▶ _TASK TO COMPLETE_
Add 141 to every coordinate in the answers, then rewrite the data with the requests included, beginning at the line that contains "microgreens, giving x and y for each instance?" and running to the end of the data. Leave out everything before that line.

▶ _GIVEN INFORMATION_

<<<<

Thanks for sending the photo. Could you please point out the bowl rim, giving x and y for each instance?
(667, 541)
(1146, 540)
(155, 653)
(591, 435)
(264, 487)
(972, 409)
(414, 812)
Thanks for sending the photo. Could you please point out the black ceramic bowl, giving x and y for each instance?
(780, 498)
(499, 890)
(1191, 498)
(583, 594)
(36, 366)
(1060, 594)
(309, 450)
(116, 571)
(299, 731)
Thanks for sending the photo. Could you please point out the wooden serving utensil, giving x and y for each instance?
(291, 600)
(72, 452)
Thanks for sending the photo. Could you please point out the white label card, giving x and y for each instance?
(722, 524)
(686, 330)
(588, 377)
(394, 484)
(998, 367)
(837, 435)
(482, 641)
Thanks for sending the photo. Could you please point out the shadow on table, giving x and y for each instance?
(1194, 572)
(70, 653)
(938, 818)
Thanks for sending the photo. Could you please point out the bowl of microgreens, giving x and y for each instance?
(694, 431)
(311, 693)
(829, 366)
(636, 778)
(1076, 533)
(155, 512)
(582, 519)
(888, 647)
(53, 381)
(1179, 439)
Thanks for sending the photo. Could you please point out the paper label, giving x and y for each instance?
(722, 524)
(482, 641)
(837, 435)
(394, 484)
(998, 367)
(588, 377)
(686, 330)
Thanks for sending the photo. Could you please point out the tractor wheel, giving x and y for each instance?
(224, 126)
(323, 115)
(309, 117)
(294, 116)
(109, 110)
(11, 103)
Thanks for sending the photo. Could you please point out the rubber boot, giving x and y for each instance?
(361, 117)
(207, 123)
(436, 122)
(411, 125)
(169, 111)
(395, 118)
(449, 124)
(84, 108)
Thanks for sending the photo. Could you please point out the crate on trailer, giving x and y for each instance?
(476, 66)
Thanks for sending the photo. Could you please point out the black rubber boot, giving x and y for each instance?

>>>>

▶ _SOLUTION TO THIS PROBLEM_
Thanks for sending the photo. Could you please point out the bowl of microgreens, giving x and y for each instance?
(835, 572)
(452, 834)
(970, 507)
(777, 919)
(1217, 674)
(296, 653)
(723, 660)
(1029, 788)
(194, 522)
(1320, 580)
Thanks for sending the photo. Could you please point out the paper label, giving x and y for each instance?
(863, 665)
(623, 782)
(978, 576)
(535, 625)
(1139, 508)
(729, 518)
(827, 471)
Thanks for sending the photo. Could you please point out the tractor wheel, giving x and y for each instance?
(365, 267)
(464, 256)
(450, 258)
(435, 257)
(250, 251)
(152, 244)
Thanks for sending the photo. Could you please point out the rubber boot, giving x and y for each instance?
(502, 258)
(348, 264)
(577, 263)
(552, 266)
(310, 252)
(536, 259)
(590, 265)
(225, 249)
Thanks for sending the photo. Could you please point out the crate on trailer, giving x and y for each instance?
(617, 207)
Thanks for sending the photo. Could you please point out the black rubber boot, giving x and y for each instance?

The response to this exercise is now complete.